BEGIN PASSAGE PROVIDED

# The Calculus of Local Smooth Functions

by Heinrich Hartmann / 2023-06-08 / Boltenhagen / source

## Abstract

In this note, we develop the classical analysis in the context of "local" $$C^\infty$$ functions in $$n$$ variables.

Local functions are functions that are only defined on the neighborhood of the origing, and equalities between local functions are only required to hold after possibly shrinking the neighbourhood further.

In this setting, statements can be formulated more concisely, as we don't need to include choices of $$\eps$$ at every step. One example is the theorem of inverse functions, which states that $$\phi$$ is invertible as local function if and only if $$D_0 \phi$$ is invertible as linear map (i.e. $$n \times n$$ matrix).

Local functions are frequently studied the in context of commutative algebra (cf. localisation), i.e. when studying polynomial functions or integres. We prove that local $$C^\infty$$ functions are indeed a localisation in the sense of commutative algebra. Somewhat surprisingly, they are at the same time a quotient ring of the ring of $$C^\infty$$ functions. The Taylor series give us a linar map from local functions to another classical commutative algebra concept, the ring of formal power series. A highly surprising theorem of Borel shows, this map is surjective, i.e. all formal power series can be realized as taylor series of smooth local functions.

This is a living document that may be expanded in the future. At the time of this writing, the study introduces consisten notations for (differential) operators on local functions, and coveres Taylor Series, Hadamard Lemma, Tangent and Cotangent spaces and the Theorem of implicit functions.

## Local $$C^\infty$$ functions

Definition. The local ring of $$C^\infty$$ functions around $$0 \in \IR^n$$ is defined as

$\AINF^n = \lim_\ra \{ \CINF(U,\IR) \,|\, 0 \in U \subset \IR^n \}.$

The inductive limit is taken along the restriction maps $$\rho_V: \CINF(U,\IR) \ra \CINF(V,\IR)$$ for $$U \subset V$$.

This means elements $$a \in \AINF$$ are represented by a pairs $$(U,a)$$, where $$U \subset \IR^n$$ is an open subset containing $$0$$, and $$a \in \AINF(U,\IR)$$. Two pairs $$(U,a), (V,b)$$ represent the same element in $$\AINF^n$$ if there is a $$W \subset U \cap V, 0 \in W$$ so that $$\rho_W(a) = \rho_W(b)$$.

END PASSAGE PROVIDED

Answer these questions about the note on local smooth functions:
1. Whose theorem shows that every formal power series is the Taylor series of some smooth local function?
2. According to the abstract, what topics does the study cover at the time of writing?
3. In the definition, what must the open subset U in a representing pair (U, a) contain?

BEGIN EXTRACTED DATA

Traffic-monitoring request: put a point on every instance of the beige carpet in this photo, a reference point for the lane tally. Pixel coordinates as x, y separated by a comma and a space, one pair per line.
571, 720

END EXTRACTED DATA
BEGIN EXTRACTED DATA

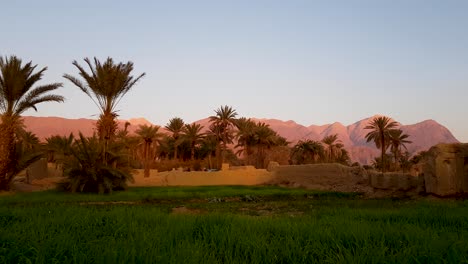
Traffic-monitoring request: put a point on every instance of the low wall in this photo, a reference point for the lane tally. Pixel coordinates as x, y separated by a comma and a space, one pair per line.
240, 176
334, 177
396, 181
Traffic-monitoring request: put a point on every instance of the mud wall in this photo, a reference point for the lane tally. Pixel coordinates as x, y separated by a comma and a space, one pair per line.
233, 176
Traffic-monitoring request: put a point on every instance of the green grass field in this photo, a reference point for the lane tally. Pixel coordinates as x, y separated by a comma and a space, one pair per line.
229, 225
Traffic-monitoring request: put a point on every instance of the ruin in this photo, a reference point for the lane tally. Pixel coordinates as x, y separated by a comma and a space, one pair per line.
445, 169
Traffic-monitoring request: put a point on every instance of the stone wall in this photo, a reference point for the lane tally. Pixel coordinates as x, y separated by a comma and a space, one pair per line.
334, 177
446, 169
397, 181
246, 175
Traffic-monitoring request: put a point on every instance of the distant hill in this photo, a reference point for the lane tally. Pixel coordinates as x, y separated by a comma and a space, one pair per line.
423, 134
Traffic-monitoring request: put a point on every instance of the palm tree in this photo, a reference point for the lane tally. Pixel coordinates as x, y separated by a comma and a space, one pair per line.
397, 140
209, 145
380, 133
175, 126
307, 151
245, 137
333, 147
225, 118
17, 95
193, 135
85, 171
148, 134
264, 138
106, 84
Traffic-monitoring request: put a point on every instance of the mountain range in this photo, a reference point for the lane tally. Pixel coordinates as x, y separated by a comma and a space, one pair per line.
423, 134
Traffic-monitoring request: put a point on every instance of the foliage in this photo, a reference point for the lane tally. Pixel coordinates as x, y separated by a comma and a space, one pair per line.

END EXTRACTED DATA
BEGIN EXTRACTED DATA

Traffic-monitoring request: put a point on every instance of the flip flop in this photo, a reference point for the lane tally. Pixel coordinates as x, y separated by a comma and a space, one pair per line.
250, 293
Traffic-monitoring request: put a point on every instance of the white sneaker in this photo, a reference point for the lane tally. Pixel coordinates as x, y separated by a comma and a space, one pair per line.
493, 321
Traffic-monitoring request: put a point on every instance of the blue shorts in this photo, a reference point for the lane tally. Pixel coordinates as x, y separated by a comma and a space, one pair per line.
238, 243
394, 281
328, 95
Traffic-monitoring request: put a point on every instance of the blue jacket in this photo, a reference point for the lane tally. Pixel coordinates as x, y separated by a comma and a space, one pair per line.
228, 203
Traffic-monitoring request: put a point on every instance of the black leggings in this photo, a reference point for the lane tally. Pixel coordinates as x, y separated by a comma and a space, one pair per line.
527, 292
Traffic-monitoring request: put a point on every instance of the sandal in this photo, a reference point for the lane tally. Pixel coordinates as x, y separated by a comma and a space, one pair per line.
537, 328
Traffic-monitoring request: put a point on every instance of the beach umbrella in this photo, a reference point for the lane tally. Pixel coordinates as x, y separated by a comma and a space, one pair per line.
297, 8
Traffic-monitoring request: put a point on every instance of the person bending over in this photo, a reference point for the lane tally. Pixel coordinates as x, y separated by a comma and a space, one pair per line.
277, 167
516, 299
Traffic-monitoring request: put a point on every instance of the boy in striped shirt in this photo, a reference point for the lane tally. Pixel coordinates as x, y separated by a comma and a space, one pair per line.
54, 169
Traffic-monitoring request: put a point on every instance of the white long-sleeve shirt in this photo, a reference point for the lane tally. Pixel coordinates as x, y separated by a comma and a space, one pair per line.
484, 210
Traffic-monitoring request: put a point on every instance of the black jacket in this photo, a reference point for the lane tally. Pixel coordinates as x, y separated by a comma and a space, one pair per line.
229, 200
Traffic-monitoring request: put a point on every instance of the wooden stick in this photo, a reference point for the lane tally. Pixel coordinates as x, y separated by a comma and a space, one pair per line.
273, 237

END EXTRACTED DATA

▶ [FINAL RESULT]
1. Borel's theorem.
2. Consistent notations for (differential) operators on local functions, Taylor series, the Hadamard lemma, tangent and cotangent spaces, and the theorem of implicit functions.
3. The origin, 0.